Exact reproduction of all the data is required, with pictures excluded.

BEGIN The data

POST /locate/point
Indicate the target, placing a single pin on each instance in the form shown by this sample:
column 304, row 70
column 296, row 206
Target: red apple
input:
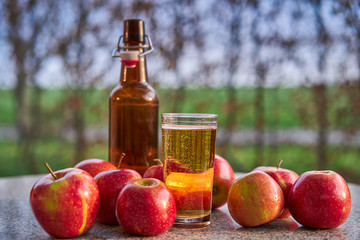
column 94, row 166
column 156, row 171
column 110, row 184
column 223, row 178
column 320, row 199
column 146, row 207
column 255, row 199
column 67, row 206
column 285, row 178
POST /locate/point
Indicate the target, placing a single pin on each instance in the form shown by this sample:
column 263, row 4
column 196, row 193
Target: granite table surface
column 18, row 222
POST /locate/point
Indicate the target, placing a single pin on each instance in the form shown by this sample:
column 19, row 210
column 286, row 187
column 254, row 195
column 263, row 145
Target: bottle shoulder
column 137, row 92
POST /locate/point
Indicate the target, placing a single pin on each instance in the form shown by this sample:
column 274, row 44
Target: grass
column 284, row 108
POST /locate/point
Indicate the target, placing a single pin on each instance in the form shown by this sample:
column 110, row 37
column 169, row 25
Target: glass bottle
column 133, row 107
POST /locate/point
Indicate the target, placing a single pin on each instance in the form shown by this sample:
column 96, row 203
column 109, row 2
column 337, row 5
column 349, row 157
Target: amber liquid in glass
column 133, row 114
column 188, row 152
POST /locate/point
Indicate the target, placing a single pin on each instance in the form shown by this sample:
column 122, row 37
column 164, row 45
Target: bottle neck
column 137, row 74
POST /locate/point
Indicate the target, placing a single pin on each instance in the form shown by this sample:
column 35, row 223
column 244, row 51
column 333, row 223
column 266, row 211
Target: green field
column 284, row 108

END The data

Solved problem -
POST /locate/point
Indicate the target, placing a single pin on each instance in the form shown by this sample:
column 304, row 70
column 296, row 206
Target: red apple
input:
column 94, row 166
column 156, row 171
column 110, row 184
column 223, row 178
column 320, row 199
column 146, row 207
column 255, row 199
column 67, row 206
column 285, row 178
POST /locate/point
Indicate the target, placing a single pin on each instance in the form shown by this sample:
column 263, row 4
column 196, row 193
Target: granite table surface
column 18, row 222
POST /locate/point
Indicate the target, placing a single pin on each instance in the form shown by this sample:
column 19, row 210
column 286, row 187
column 254, row 195
column 263, row 145
Target: bottle shoulder
column 137, row 92
POST /locate/point
Indicate the target, placing a single pin on each instance in the form shown by this sample:
column 274, row 44
Target: grass
column 284, row 108
POST /locate/point
Indicate the target, placing a single pin on each instance in the form shown by this sample:
column 110, row 37
column 169, row 25
Target: glass bottle
column 133, row 107
POST /locate/point
Indicate the target, placing a single pin on each instance in the form shown by this sample:
column 96, row 203
column 109, row 2
column 337, row 5
column 349, row 157
Target: amber liquid in glass
column 133, row 114
column 188, row 152
POST /locate/point
Indicate the target, placing a single pin on each instance in the form shown by this sample:
column 122, row 37
column 164, row 45
Target: bottle neck
column 137, row 74
POST /locate/point
Indicate the target, placing a single pin on each instance in the form shown by this sample:
column 35, row 223
column 244, row 51
column 333, row 223
column 266, row 211
Target: green field
column 284, row 108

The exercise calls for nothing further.